» **Source passage**:
==================================================

[sixties-l] Farm known for sex, drugs -- now deaths

From: radtimes (resist@best.com)
Date: Wed Sep 05 2001 - 19:49:15 EDT

  • Next message: radtimes: "[sixties-l] Rainbow Farm: Michigan Militia blames local cops"

    And, now after they're dead, the demonization....

    --------------------------------------------------------------------------------------

    Farm known for sex, drugs -- now deaths

    <http://www.freep.com/news/mich/camp5_20010905.htm>

    September 5, 2001
    BY SHAWN WINDSOR, JIM SCHAEFER and MARYANNE GEORGE
    FREE PRESS STAFF WRITERS

    VANDALIA -- Long before two men who ran a pro-marijuana farm in southwest
    Michigan died by law enforcement bullets, their parties had drawn the eye
    of the government.
    A law enforcement affidavit on file in Cass County says that children
    attending annual pot fests witnessed drug use, took drugs themselves, and
    sometimes saw nudity and sex.
    After one festival in April, a teenager who had purchased a hallucinogenic
    drug at Rainbow Farm died in a car crash, the documents said.
    Friends and family said Tuesday that Grover (Tom) Crosslin and Rolland Rohm
    tried to evoke change, pushing for the legalization of marijuana. But their
    parties sometimes ran afoul of the law.
    And always, friends said, their disdain for government drug policies was on
    stage.

==================================================

» **Information provided**:
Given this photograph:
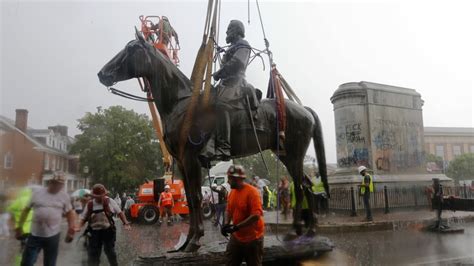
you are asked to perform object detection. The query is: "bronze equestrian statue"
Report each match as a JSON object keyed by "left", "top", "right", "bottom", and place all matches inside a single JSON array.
[{"left": 98, "top": 20, "right": 329, "bottom": 251}]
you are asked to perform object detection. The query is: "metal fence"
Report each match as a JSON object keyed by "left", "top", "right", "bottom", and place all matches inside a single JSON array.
[{"left": 329, "top": 186, "right": 474, "bottom": 213}]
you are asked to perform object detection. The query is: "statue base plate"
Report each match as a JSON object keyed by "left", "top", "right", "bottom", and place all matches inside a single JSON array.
[{"left": 133, "top": 235, "right": 334, "bottom": 266}]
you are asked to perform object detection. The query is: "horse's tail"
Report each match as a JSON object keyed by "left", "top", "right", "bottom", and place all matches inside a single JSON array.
[{"left": 305, "top": 106, "right": 330, "bottom": 197}]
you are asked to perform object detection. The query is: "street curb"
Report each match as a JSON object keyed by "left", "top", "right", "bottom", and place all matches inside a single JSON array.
[{"left": 265, "top": 215, "right": 474, "bottom": 234}]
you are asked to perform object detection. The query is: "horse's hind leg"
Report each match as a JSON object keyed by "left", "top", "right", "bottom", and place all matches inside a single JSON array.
[
  {"left": 176, "top": 156, "right": 204, "bottom": 252},
  {"left": 281, "top": 157, "right": 304, "bottom": 235}
]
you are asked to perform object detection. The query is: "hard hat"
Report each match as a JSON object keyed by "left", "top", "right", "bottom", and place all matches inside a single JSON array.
[
  {"left": 227, "top": 165, "right": 247, "bottom": 178},
  {"left": 92, "top": 184, "right": 107, "bottom": 197},
  {"left": 227, "top": 19, "right": 245, "bottom": 38},
  {"left": 357, "top": 165, "right": 367, "bottom": 174},
  {"left": 50, "top": 172, "right": 66, "bottom": 184}
]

==================================================

» **Challenges**:
[1] According to the Rainbow Farm article, in which county is the law enforcement affidavit on file?
[2] Transcribe the portion of the Rainbow Farm article starting with "From: radtimes (resist@best.com)" and going on through "dead, the demonization....".
[3] Write the next portion of the Rainbow Farm article, continuing from its final sentence.

» **Replies**:
[1] Cass County.

[2]
From: radtimes (resist@best.com)
Date: Wed Sep 05 2001 - 19:49:15 EDT

  • Next message: radtimes: "[sixties-l] Rainbow Farm: Michigan Militia blames local cops"

    And, now after they're dead, the demonization....

[3]
    At the 34-acre farm in May 1998, someone towed in an expensive car that was
    about to be forfeited to the government in an unrelated drug investigation.
    The car was parked right in front of a music stage at the annual Hemp Aid
    festival. The crowd, egged on by the vehicle's owner, smashed it "like it
    had been in a trash compactor," said Richard Lake of Escanaba, who said he
    was there. "I took swings at it. I thought it was a great idea."
    The crowd's opposition to the government's authority to seize property
    associated with illegal drug activity was that strong. But family and
    friends of Rohm, 28, and Crosslin, 47, wondered Tuesday whether the men
    were so fervent in their beliefs that they would sacrifice themselves.
    Wild parties aside, their friends said Crosslin and Rohm tried to work
    within the system to promote changes in drug law and were generous to
    people in need.
    "You can push people until they break. I think they were pushed until they
    broke," Lake said. "That's not the people I knew."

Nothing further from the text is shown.